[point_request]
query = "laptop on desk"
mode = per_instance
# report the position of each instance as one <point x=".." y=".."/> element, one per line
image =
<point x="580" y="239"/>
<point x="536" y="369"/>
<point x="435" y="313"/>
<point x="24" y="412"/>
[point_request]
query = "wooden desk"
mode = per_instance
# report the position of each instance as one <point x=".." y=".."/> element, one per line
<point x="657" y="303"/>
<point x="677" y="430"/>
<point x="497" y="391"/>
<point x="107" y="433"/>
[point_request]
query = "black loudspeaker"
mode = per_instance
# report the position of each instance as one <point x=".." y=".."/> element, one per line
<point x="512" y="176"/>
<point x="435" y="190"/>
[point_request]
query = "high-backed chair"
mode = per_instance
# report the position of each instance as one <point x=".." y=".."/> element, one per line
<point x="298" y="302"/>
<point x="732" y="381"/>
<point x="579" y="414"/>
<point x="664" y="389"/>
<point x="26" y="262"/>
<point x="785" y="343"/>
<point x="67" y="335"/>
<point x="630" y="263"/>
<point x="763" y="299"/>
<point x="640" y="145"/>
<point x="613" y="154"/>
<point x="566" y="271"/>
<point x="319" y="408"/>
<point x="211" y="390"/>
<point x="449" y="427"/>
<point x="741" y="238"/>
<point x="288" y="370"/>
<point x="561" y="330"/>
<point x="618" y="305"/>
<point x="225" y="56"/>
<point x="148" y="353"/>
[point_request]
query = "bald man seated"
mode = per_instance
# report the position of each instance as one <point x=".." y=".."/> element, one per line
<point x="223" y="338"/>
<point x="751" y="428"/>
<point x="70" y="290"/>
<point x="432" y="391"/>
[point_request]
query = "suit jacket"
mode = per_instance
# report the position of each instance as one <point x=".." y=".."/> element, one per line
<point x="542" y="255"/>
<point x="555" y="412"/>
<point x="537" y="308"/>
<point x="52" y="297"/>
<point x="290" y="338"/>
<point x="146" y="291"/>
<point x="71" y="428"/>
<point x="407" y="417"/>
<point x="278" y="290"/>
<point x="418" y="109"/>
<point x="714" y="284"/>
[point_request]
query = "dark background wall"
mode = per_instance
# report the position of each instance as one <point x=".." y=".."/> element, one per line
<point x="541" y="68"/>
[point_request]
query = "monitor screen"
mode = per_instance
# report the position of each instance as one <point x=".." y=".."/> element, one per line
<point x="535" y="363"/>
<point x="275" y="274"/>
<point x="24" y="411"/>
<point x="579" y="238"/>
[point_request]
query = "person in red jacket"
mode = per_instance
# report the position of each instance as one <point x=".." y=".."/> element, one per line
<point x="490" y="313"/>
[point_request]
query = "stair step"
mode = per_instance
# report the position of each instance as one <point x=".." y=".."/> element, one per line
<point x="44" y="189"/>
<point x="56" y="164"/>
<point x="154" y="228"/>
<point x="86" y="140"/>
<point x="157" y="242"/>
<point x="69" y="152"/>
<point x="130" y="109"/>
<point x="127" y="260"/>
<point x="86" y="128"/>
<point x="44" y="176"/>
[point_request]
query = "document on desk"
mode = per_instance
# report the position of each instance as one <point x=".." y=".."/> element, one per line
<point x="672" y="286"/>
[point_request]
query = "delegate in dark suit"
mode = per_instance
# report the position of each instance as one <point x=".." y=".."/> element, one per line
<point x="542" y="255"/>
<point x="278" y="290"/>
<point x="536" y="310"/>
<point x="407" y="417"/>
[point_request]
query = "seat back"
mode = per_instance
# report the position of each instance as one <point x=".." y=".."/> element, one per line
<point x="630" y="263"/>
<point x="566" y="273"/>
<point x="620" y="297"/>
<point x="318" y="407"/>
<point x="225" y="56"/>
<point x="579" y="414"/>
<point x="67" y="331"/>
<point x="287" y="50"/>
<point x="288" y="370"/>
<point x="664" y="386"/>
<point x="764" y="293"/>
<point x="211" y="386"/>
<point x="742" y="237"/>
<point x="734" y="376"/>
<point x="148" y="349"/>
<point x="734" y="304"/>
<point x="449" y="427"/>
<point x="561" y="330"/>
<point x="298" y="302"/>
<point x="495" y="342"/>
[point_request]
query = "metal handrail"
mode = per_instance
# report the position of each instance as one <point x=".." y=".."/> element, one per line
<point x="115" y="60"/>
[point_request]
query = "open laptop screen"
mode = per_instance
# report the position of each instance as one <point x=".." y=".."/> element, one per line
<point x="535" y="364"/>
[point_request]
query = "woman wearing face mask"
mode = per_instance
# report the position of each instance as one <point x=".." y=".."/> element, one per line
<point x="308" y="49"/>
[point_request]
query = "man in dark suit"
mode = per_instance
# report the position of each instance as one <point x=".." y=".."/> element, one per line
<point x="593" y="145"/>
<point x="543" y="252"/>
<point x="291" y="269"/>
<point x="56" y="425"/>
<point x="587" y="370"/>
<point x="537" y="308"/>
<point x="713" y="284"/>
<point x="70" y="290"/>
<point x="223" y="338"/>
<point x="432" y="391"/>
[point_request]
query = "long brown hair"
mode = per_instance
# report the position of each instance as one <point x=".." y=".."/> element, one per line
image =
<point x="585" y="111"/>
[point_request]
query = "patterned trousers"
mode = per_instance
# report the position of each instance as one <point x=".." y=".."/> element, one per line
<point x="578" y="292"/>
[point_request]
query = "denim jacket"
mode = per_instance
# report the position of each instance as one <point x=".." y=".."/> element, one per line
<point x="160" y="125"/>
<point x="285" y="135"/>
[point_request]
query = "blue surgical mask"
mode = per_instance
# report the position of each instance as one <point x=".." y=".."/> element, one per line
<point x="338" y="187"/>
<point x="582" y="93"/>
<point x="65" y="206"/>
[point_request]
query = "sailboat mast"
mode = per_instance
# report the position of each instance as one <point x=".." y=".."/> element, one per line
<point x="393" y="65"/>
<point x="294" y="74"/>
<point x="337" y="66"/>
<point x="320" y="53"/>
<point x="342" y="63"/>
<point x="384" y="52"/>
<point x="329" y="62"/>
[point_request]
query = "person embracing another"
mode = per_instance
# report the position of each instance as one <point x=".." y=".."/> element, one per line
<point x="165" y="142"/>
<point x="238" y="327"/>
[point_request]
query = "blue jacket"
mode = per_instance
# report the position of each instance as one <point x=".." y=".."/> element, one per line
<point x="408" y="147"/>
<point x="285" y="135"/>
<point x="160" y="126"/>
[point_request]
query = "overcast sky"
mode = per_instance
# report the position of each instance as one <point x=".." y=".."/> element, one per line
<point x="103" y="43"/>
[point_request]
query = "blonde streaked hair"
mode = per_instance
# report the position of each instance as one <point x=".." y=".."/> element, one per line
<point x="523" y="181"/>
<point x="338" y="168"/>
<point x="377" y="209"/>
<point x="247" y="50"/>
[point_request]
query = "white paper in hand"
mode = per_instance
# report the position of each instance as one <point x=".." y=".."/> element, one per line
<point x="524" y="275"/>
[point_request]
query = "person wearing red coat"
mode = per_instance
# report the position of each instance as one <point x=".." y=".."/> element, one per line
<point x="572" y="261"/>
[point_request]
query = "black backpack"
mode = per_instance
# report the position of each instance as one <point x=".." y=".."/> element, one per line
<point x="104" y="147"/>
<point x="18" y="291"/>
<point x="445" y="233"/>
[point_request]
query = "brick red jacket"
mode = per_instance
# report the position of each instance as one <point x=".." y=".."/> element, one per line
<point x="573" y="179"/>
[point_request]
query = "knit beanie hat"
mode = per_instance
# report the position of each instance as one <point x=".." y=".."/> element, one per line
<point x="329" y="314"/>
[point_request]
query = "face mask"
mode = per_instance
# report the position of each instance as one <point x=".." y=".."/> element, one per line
══════════════════════════════
Find every line in the data above that contains the word "wearing", and copy each of those lines. Case counts.

query = "woman wearing face mask"
query = "person wearing red coat"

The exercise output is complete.